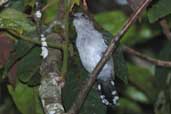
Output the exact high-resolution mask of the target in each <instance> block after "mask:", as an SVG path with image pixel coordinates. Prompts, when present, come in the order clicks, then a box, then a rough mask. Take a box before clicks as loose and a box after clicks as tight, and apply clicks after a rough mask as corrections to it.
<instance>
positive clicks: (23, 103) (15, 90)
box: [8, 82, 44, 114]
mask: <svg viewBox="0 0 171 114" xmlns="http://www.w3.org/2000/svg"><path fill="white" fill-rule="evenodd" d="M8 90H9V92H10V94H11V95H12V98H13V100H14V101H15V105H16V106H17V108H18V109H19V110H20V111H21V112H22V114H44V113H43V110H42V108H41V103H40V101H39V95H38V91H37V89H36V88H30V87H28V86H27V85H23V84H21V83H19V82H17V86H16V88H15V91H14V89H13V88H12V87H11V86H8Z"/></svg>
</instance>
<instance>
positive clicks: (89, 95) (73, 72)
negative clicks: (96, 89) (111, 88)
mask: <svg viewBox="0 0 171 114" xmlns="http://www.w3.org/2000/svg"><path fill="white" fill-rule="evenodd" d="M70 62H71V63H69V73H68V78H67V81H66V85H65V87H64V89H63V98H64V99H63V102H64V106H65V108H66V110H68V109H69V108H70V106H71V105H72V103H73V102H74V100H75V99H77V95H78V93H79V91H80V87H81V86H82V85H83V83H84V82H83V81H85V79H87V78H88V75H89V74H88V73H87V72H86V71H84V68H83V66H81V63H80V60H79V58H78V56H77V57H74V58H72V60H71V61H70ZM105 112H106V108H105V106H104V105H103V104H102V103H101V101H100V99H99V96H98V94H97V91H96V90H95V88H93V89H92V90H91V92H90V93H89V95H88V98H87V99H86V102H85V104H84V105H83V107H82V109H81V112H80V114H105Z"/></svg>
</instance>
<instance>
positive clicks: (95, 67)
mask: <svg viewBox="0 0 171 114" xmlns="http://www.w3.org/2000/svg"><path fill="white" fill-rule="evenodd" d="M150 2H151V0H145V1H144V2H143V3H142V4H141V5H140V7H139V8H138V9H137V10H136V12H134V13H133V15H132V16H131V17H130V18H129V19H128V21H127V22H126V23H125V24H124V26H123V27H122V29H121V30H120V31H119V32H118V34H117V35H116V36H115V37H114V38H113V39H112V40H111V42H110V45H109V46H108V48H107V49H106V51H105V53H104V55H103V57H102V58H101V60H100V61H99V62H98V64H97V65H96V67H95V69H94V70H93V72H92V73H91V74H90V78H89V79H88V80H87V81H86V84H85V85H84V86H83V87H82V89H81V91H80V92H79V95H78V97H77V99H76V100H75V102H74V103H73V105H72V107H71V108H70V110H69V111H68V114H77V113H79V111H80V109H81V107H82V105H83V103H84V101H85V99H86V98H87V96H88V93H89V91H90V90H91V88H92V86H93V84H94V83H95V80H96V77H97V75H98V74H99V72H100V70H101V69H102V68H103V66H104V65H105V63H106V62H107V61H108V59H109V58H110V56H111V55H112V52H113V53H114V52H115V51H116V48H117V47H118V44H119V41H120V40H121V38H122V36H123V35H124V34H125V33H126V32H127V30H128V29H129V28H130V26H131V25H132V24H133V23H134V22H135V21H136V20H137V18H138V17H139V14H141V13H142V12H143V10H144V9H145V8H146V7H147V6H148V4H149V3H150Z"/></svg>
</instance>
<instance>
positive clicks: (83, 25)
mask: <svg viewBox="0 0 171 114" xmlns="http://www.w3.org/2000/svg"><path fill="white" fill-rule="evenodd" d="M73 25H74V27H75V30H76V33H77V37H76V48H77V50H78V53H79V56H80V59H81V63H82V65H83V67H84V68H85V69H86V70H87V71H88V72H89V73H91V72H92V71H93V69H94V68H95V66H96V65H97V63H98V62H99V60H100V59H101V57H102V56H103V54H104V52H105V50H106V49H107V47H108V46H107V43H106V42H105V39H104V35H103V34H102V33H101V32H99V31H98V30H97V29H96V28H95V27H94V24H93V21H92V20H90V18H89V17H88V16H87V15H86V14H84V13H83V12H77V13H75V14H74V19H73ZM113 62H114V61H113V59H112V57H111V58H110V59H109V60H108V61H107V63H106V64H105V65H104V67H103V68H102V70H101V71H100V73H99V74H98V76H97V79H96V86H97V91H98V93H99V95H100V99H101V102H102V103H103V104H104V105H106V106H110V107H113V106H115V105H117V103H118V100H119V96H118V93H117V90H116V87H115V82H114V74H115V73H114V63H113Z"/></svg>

━━━━━━━━━━━━━━━━━━━━

REQUIRED ACTION:
Where a picture appears, omit it, and otherwise retype the material exactly.

EXERCISE RESPONSE:
Output the exact high-resolution mask of the target in each <instance> block after "mask:", as an SVG path with image pixel coordinates. Prompts, when present, come in the order clicks, then a box, then a rough mask. Take a box before clicks as loose and a box after clicks as tight, and apply clicks after a rough mask as corrections to it.
<instance>
positive clicks: (23, 103) (15, 90)
box: [8, 82, 44, 114]
mask: <svg viewBox="0 0 171 114" xmlns="http://www.w3.org/2000/svg"><path fill="white" fill-rule="evenodd" d="M8 90H9V92H10V94H11V95H12V98H13V100H14V101H15V105H16V106H17V108H18V109H19V110H20V111H21V112H22V114H44V113H43V110H42V108H41V103H40V101H39V95H38V91H37V89H36V88H30V87H28V86H27V85H23V84H21V83H19V82H17V86H16V88H15V91H14V89H13V88H12V87H11V86H8Z"/></svg>
</instance>
<instance>
positive clicks: (89, 95) (73, 72)
negative clicks: (96, 89) (111, 88)
mask: <svg viewBox="0 0 171 114" xmlns="http://www.w3.org/2000/svg"><path fill="white" fill-rule="evenodd" d="M70 62H71V63H69V73H68V78H67V81H66V85H65V87H64V89H63V98H64V99H63V102H64V106H65V108H66V110H68V109H69V108H70V106H71V105H72V103H73V102H74V100H75V99H77V95H78V93H79V91H80V87H81V86H82V85H83V83H84V82H83V81H85V79H87V78H88V75H89V74H88V73H87V72H86V71H84V68H83V66H81V63H80V60H79V58H78V56H77V57H74V58H72V60H71V61H70ZM105 112H106V108H105V106H104V105H103V104H102V103H101V101H100V99H99V96H98V94H97V91H96V90H95V88H93V89H92V90H91V92H90V93H89V95H88V98H87V99H86V102H85V104H84V105H83V107H82V109H81V112H80V114H105Z"/></svg>
</instance>
<instance>
positive clicks: (95, 67)
mask: <svg viewBox="0 0 171 114" xmlns="http://www.w3.org/2000/svg"><path fill="white" fill-rule="evenodd" d="M150 2H151V0H145V1H144V2H143V3H142V4H141V5H140V7H139V8H138V9H137V10H136V12H134V13H133V15H132V16H131V17H130V18H129V19H128V21H127V22H126V23H125V24H124V26H123V27H122V29H121V30H120V31H119V32H118V34H117V35H116V36H115V37H114V38H113V39H112V40H111V42H110V45H109V46H108V48H107V49H106V51H105V53H104V55H103V57H102V58H101V60H100V61H99V62H98V64H97V65H96V67H95V69H94V70H93V72H92V73H91V74H90V78H89V79H88V80H87V81H86V84H85V85H84V86H83V87H82V89H81V91H80V92H79V95H78V97H77V99H76V100H75V102H74V103H73V105H72V107H71V108H70V110H69V111H68V114H77V113H79V111H80V109H81V107H82V105H83V103H84V101H85V99H86V98H87V96H88V93H89V91H90V90H91V88H92V86H93V84H94V83H95V80H96V77H97V75H98V74H99V72H100V70H101V69H102V68H103V66H104V65H105V63H106V62H107V61H108V59H109V58H110V56H111V55H112V52H113V53H114V52H115V51H116V48H117V47H118V44H119V41H120V40H121V38H122V36H123V35H124V34H125V33H126V32H127V30H128V29H129V28H130V26H131V25H132V24H133V23H134V22H135V21H136V20H137V18H138V17H139V14H141V13H142V12H143V10H144V9H145V8H146V7H147V6H148V4H149V3H150Z"/></svg>
</instance>
<instance>
positive clicks: (83, 25)
mask: <svg viewBox="0 0 171 114" xmlns="http://www.w3.org/2000/svg"><path fill="white" fill-rule="evenodd" d="M73 25H74V27H75V30H76V33H77V37H76V48H77V50H78V53H79V56H80V59H81V63H82V65H83V67H84V68H85V69H86V70H87V71H88V72H89V73H91V72H92V71H93V69H94V68H95V66H96V65H97V63H98V62H99V60H100V59H101V57H102V56H103V54H104V52H105V50H106V49H107V47H108V46H107V43H106V42H105V39H104V35H103V34H102V33H101V32H99V31H98V30H97V29H96V28H95V27H94V24H93V21H92V20H90V18H89V17H88V16H87V15H86V14H84V13H83V12H77V13H75V14H74V19H73ZM113 62H114V61H113V59H112V57H111V58H110V59H109V60H108V61H107V63H106V64H105V65H104V67H103V68H102V70H101V71H100V73H99V74H98V76H97V79H96V86H97V91H98V93H99V95H100V99H101V102H102V103H103V104H104V105H106V106H110V107H113V106H115V105H117V103H118V100H119V96H118V93H117V90H116V87H115V82H114V74H115V73H114V63H113Z"/></svg>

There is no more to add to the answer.